### [TASK STATEMENT]
Pull out every line of the material that contains the word "flame" and copy each one unchanged.

### [GIVEN DATA]
— START —

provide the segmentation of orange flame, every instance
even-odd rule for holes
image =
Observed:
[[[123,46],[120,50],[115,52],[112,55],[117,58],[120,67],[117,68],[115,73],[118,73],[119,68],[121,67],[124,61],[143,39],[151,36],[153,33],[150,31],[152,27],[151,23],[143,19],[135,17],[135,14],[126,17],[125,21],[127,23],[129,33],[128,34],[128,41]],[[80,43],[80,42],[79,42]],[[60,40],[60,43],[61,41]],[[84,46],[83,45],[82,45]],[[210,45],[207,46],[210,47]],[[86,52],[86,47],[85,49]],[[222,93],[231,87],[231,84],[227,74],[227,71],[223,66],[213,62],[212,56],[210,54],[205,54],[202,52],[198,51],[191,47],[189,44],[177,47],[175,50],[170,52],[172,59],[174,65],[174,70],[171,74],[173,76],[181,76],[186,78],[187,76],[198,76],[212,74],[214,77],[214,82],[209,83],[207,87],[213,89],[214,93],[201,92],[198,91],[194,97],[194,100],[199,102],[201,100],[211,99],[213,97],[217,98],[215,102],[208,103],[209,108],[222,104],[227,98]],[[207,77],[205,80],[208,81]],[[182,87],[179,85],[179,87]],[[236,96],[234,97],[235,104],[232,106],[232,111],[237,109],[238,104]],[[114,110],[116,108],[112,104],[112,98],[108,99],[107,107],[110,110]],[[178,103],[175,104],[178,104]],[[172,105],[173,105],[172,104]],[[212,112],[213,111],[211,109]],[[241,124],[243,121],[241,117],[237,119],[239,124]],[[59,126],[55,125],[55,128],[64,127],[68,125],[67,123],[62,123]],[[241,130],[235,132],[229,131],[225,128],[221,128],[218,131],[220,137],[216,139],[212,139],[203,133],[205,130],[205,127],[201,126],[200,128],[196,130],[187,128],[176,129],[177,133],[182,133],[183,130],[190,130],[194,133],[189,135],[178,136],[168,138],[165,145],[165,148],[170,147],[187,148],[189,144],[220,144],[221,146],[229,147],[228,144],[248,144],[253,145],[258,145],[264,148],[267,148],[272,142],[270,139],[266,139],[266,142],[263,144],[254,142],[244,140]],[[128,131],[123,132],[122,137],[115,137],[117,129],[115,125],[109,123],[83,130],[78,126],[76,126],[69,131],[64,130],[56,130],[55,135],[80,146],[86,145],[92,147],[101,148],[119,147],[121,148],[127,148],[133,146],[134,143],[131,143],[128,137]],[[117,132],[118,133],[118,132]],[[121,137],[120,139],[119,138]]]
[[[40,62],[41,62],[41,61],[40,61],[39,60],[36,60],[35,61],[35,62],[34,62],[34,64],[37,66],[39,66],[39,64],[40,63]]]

— END —

### [SOLUTION]
provide the segmentation of orange flame, every instance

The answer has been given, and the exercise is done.